» Data
>>>>
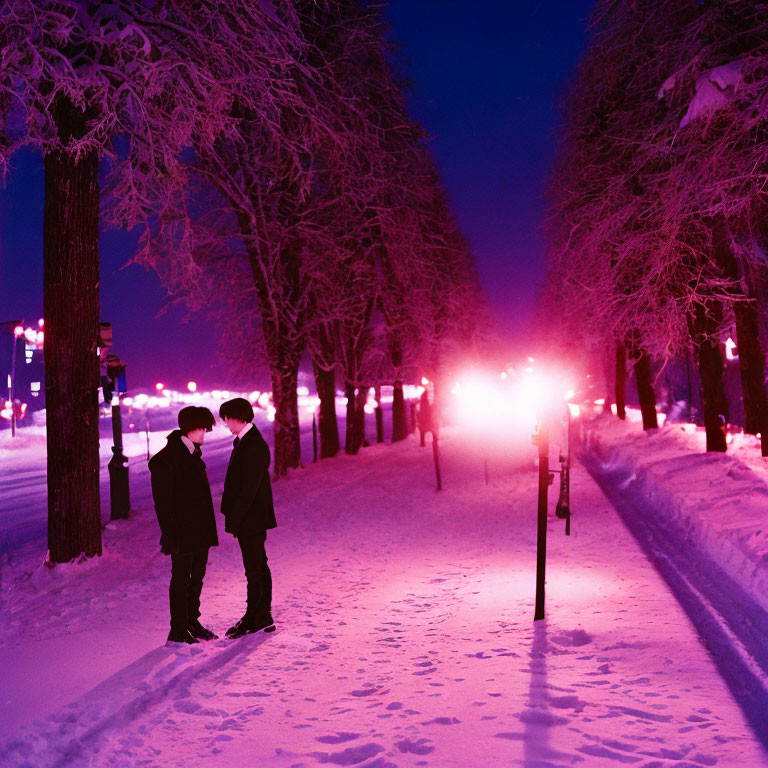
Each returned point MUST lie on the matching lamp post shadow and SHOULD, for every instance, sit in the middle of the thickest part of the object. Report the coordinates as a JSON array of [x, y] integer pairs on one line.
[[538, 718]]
<<<<
>>>>
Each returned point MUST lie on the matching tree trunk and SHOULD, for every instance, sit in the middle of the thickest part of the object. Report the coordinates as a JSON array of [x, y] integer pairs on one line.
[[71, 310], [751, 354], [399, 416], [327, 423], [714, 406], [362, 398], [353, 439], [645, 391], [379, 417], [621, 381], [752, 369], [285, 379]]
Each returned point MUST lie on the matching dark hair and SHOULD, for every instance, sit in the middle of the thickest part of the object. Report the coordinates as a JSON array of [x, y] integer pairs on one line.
<<<<
» Exercise directions
Copy the records from the line with "Each returned point MUST lie on the matching lamp" up to and including the line with "[[538, 718]]", and give only those lines back with "lamp post shadow" changed to "flagpole shadow" and nothing else altered.

» Full output
Each returned point MUST lie on the matching flagpole shadow and SHOULD, for every instance, sit in the middle of the thickest part of the object. Report the coordinates as a JSON array of [x, y] integer pairs on one line.
[[538, 718]]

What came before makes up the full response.